TASK INSTRUCTIONS: Gather every entry in the listing below that contains the string "line". Matching is case-sensitive.

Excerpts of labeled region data
☆ ☆ ☆
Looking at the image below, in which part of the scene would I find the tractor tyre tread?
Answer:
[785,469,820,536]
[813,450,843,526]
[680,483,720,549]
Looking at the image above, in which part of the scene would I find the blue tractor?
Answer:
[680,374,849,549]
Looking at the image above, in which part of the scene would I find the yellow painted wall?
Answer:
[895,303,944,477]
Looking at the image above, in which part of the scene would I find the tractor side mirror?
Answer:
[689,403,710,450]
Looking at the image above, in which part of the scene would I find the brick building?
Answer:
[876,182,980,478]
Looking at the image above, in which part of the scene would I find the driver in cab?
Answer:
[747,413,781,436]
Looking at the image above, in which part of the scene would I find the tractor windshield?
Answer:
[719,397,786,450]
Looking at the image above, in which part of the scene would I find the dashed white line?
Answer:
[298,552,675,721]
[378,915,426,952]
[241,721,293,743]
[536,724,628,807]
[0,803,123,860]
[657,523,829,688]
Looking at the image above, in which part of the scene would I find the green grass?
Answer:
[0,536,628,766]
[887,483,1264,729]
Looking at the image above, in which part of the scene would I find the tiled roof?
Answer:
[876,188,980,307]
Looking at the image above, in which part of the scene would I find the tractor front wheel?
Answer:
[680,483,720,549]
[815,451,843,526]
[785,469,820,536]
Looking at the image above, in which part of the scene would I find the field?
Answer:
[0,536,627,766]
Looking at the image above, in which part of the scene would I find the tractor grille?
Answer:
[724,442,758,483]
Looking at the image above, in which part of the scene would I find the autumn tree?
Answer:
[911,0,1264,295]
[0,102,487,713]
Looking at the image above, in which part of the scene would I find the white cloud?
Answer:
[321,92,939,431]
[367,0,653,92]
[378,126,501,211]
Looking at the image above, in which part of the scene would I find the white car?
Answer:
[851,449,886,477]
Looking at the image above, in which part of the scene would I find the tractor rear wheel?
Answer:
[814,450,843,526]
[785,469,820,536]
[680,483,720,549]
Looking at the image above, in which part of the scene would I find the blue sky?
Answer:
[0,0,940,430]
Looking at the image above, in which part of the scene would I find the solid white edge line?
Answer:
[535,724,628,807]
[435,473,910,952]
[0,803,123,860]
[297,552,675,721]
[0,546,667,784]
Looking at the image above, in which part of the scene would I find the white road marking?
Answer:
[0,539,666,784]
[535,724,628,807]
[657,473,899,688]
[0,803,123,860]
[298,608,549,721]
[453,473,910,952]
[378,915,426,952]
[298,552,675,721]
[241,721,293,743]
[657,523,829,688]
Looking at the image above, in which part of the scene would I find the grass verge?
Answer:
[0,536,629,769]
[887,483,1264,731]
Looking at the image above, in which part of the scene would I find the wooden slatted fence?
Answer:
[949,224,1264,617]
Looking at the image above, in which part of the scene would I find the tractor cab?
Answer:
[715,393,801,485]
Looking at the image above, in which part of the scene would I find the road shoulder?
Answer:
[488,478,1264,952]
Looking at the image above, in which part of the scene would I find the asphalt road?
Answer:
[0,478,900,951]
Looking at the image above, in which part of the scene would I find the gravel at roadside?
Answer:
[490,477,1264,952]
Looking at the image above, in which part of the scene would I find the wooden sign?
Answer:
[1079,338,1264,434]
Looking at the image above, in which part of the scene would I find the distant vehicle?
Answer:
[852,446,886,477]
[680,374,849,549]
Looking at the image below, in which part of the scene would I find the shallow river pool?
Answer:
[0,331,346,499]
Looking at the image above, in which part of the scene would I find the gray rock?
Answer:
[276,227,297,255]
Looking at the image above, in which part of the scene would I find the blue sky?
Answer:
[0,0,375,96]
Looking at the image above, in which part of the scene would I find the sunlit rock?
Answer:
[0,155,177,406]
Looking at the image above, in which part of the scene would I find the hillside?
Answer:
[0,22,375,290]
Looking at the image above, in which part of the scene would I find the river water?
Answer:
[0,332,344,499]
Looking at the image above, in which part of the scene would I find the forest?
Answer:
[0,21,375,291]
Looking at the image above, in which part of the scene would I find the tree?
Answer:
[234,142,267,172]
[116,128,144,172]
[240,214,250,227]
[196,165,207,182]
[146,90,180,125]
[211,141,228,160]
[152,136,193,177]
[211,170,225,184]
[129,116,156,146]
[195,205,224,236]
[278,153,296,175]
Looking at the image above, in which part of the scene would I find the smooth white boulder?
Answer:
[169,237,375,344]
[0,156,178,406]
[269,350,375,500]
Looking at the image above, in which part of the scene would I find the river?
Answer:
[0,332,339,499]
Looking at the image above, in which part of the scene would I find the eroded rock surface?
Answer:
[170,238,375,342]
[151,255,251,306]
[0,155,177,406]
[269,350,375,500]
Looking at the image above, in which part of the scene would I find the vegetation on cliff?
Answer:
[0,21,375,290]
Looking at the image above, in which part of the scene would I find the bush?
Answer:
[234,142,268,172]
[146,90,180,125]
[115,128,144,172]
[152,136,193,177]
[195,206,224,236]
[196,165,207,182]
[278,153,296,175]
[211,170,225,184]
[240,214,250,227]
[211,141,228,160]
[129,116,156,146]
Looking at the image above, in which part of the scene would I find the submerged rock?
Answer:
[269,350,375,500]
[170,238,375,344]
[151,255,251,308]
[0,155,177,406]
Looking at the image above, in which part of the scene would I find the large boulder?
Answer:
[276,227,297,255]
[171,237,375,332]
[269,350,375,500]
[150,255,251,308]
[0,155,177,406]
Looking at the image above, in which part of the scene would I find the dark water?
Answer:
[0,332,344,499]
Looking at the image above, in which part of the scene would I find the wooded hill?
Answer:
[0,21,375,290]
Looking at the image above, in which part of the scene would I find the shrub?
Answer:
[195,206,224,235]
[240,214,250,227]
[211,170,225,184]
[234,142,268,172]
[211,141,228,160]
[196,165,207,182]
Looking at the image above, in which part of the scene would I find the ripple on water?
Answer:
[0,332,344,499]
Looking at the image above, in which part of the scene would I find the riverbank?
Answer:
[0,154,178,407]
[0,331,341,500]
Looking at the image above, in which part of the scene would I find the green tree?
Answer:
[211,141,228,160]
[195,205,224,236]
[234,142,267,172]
☆ ☆ ☆
RESPONSE TO THE EXERCISE:
Looking at the image above, in which part of the scene would I find the dashed white line?
Looking at the image above, in which part of the scene would I find the solid white edge line?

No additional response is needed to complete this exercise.